◆ **Document section**:
* begin *

When we blur red and green, we get this:

Why? I do not expect the brownish color in the middle: I don’t think it’s half red and half green.

I’m not an expert but I should know why. I work in an academic lab that deals with image processing (although that’s not our sole focus). Lab-mates have taken entire classes on image processing. You think they would know all the gory details of how images are taken and stored, right? It turns out there’s a surprisingly simple concept that plays an enormous role in image processing and we were all surprised to learn it!

We happened to stumble across this concept through the MinutePhysics video “Computer color is broken” (/r/programming discussion).

In short, typical image files do not represent what the camera sees. If the camera sees $x$ photons at a certain pixel, they store $\sqrt{x}$ at that pixel. That makes sense with how our eyes work and it only takes up half as much space.

This process works; when we display the color, our monitors display the square of the value found in the file.

This is only a problem when we want to modify the image. Almost every computer program lazily computes the average of the raw values found in the image file (e.g., PNG or JPG). This is widespread – programs like Photoshop include the physically incorrect behavior by default (but you can fix it by changing the gamma correction settings). In picture form, they compute

Let’s see this result. As explained in the video, when we’re mixing red and green we would expect to see a yellowish color, as that’s what happens when a camera is out of focus. We would not expect to see a gray brownish color.

But before we see the results, let’s write a script to average the two colors. Before seeing the above video, this is how I would have written this script:

from pylab import imread, hstack

x = imread('red.png')
y = imread('green.png')

middle = (x + y) / 2

# corresponds to the image on the left
final_brown = hstack((x, middle, y))

Almost by definition, that computes what I want right? I’m averaging the two pixels and using a well-known formula for averaging. But no, this average does not correspond to the number of photons hitting the camera lens in two different pixel locations, the number I want.

To get the physically natural result, we only need to add two lines of code:

from pylab import imread, hstack, sqrt

x = imread('red.png')
y = imread('green.png')

middle = (x**2 + y**2) / 2
middle = sqrt(middle)

* end *

◆ **Given exercise 1**:
Answer these questions about the post on blurring red and green:
(a) If the camera sees $x$ photons at a pixel, what do typical image files store at that pixel?
(b) Which video led to the concept being discovered?
(c) In the second script, what expression is assigned to `middle` before the square root is taken?
◆ **Given exercise 2**: Carry on the post on blurring red and green from the point where it stops.

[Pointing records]
* begin *

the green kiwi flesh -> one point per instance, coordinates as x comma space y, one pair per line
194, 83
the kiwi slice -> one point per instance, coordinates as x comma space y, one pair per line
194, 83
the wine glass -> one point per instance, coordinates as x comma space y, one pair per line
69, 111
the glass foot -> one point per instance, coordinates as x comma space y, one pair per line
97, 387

* end *

◆ **Expected output 1**:
(a) $\sqrt{x}$
(b) The MinutePhysics video "Computer color is broken"
(c) `(x**2 + y**2) / 2`

◆ **Expected output 2**:
# corresponds to the image on the right
final_yellow = hstack((x, middle, y))

When I saw this, I was shocked. How was this not default, especially in programs like Photoshop? Of course, this behavior can be enabled in Photoshop by playing with the gamma correction settings and using the sRGB color space. I assume the method described above is an approximation for the sRGB color space, with $\gamma = 2$.

At first, I was also surprised that Python/Matlab’s imread didn’t enable this behavior by default. After thinking about it more, I came to realize that it’d be almost impossible to implement this behavior and wouldn’t make sense. imread is a very raw function that gives access to raw values in image files. The pixel values could not be of type ndarray but would instead have to be wrapped in some Image class (and of course PIL has an ImageMath module). How can NumPy dictate x + y is really sqrt((x**2 + y**2) / 2) for images but not ndarrays?

At first, I decided to test an image deblurring algorithm1 – this algorithm takes in a blurred image and (ideally) produce a sharp image. I saw much more natural results with the method described above.

Something felt off about this; there could be other stuff that’s getting in the way. We were fairly drastically changing the input to a mysterious blind deconvolution algorithm. What if they computed similar results but one image needed more iterations? What if the parameters happened to be better tuned for parameters in one image?

Additionally, this also felt wrong because I was only using this new and seemingly invented color space. I knew other color spaces existed as an image doesn’t have to be represented in RGB. It can be represented in many other color spaces that emphasize different things. Some color spaces might emphasize how humans naturally see colors and others might try to make addition of two images work and some might try to represent an image but save disk space.

So I decided to test blurring in different color spaces. Going into this, I wasn’t really sure what to expect but after thinking about it (and seeing the results), I realize this tests what’s important in each color space. What does each pixel and it’s color represent?

Do they emphasize additive or subtractive color? Do they emphasize the true pigments and act like mixing paint? Do they go for smooth gradients? Are they constrained by the device and instead optimize for image size/etc?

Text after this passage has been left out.